Texte de l'exercice →
^^^^^^^^^^^^^^^^

Mais, dans ce même plan, il y a aussi une autre chaîne sémantique qui, contrairement à la première, est ouverte et susceptible de prolongements et variations diverses. Elle est formée dans ce texte (car il y a bien mise en texte, d'ores et déjà) de trois éléments : d'abord une modalisation (« il m'a semblé ») dont on retient l’idée de mise en doute ; ensuite établissement de rapports métonymiques spatiaux entre la chaîne du perroquet et les chaînettes des encensoirs, entre l'espace humain domestique et l’espace religieux divin du Saint-Esprit. Ces rapports métonymiques permettent immédiatement la mise en ressemblance des signifiants (« chaîne », chaînettes ») et la coalescence métaphorique potentielle des signifiés métonymiques : le perroquet est le Saint-Esprit. C'est ce qui explique peut-être la bizarrerie grammaticale : « les chaînettes des encensoirs étaient le bruit de sa chaîne » (je souligne). On passe de la coprésence à la coïncidence imaginaire forcée. Dans ce plan, Félicité n'est pas sourde, elle est myope. D'où son penchant à la confusion visuelle, aidée par la sensibilité de son ouïe. L'addition initiale, qui fait remarquer la ressemblance entre sa peau grise et la couleur des pattes du perroquet, relève du même système et le conforte. Ainsi racontée, l'histoire permettrait de passer de l'analogie progressive entre la servante et l'objet de son désir à l'identification de l'objet et de la valeur qui autorise et sanctifie la confusion. Si Félicité ressent cette confusion comme un péché, c'est que seule la confusion entre le profane et le sacré fait problème. Le prêtre a beau ici lever le doute, la discordance reste dans l'esprit du lecteur. On remarquera que l'essentiel est dit dans le dialogue. L'expérience des manuscrits flaubertiens nous apprend que les répliques rédigées dans les scénarios sont presque toujours des lieux où travaille l'invention, dans le sens rhétorique du mot. Elles sont des sortes d'articulations argumentatives et narratives. Il en va de façon opposée dans le texte final (« haine du dialogue »). Troisième et dernier élément textuel : après ce dialogue, Flaubert éprouve le besoin de réécrire la mort de Félicité : « et elle expira ». Terme plus euphémistique, pour l'instant, que technique, mais promis à un bel essor.

^^^^^^^^^^^^^^^^

Enregistrements provenant d'une source de données:

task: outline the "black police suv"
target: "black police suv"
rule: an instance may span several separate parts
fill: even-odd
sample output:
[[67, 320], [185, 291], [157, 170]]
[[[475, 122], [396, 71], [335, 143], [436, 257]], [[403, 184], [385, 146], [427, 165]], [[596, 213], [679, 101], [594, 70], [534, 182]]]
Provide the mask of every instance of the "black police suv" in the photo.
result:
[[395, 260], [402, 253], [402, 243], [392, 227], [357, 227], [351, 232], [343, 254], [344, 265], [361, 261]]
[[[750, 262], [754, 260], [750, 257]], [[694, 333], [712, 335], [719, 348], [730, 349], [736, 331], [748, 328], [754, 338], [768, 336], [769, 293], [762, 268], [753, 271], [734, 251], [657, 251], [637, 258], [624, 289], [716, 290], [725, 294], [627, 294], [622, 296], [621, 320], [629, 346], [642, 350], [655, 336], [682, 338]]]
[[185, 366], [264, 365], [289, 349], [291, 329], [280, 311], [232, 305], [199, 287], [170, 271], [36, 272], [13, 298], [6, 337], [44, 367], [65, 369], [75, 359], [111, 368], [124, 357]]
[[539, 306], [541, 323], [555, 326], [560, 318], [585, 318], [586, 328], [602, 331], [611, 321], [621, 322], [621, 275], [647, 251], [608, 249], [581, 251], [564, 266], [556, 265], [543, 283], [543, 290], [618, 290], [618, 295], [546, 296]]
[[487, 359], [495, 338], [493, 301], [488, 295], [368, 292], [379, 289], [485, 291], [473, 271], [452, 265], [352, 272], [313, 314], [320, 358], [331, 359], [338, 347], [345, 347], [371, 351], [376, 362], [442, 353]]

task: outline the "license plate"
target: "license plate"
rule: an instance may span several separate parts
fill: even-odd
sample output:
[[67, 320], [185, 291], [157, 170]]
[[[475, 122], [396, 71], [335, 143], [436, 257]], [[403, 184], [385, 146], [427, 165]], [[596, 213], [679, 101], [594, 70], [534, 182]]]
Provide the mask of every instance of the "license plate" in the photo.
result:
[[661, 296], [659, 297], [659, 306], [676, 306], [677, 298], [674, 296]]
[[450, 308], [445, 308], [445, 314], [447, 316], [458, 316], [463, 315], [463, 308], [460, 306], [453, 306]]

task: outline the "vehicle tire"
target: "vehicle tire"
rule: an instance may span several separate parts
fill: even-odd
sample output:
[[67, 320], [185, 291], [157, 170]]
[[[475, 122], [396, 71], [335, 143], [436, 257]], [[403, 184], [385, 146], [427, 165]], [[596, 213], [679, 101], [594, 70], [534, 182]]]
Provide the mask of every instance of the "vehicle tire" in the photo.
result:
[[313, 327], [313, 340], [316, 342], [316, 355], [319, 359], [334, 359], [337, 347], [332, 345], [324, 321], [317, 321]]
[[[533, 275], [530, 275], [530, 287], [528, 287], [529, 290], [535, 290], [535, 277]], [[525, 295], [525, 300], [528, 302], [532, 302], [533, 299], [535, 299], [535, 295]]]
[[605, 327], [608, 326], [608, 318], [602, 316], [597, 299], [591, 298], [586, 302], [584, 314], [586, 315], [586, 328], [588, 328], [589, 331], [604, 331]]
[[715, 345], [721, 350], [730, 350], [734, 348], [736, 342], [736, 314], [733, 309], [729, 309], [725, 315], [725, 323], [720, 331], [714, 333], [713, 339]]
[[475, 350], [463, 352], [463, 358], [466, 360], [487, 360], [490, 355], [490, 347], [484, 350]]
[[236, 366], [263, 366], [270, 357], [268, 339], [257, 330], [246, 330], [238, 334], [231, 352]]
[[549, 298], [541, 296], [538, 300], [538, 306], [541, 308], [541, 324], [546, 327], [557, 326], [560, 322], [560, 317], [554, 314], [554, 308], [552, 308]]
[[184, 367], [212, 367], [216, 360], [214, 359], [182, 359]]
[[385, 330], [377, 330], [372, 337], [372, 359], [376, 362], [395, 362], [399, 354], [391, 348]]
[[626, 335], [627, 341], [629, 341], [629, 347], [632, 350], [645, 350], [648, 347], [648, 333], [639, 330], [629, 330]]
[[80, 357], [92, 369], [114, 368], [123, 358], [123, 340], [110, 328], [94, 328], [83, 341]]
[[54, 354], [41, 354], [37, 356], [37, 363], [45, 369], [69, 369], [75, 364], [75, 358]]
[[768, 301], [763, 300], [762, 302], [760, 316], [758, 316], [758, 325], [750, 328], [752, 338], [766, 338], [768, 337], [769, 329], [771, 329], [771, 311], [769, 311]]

^^^^^^^^^^^^^^^^

Répondez à ces questions sur l'extrait consacré au plan de Flaubert :
1. Quelle modalisation forme le premier élément de la chaîne sémantique ouverte ?
2. Dans ce plan, Félicité est-elle sourde ou myope ?
3. Par quels mots Flaubert réécrit-il la mort de Félicité après le dialogue ?
Ces lignes forment un matériau distinct du texte.

Réponse →
1. « il m'a semblé »
2. Elle est myope.
3. « et elle expira »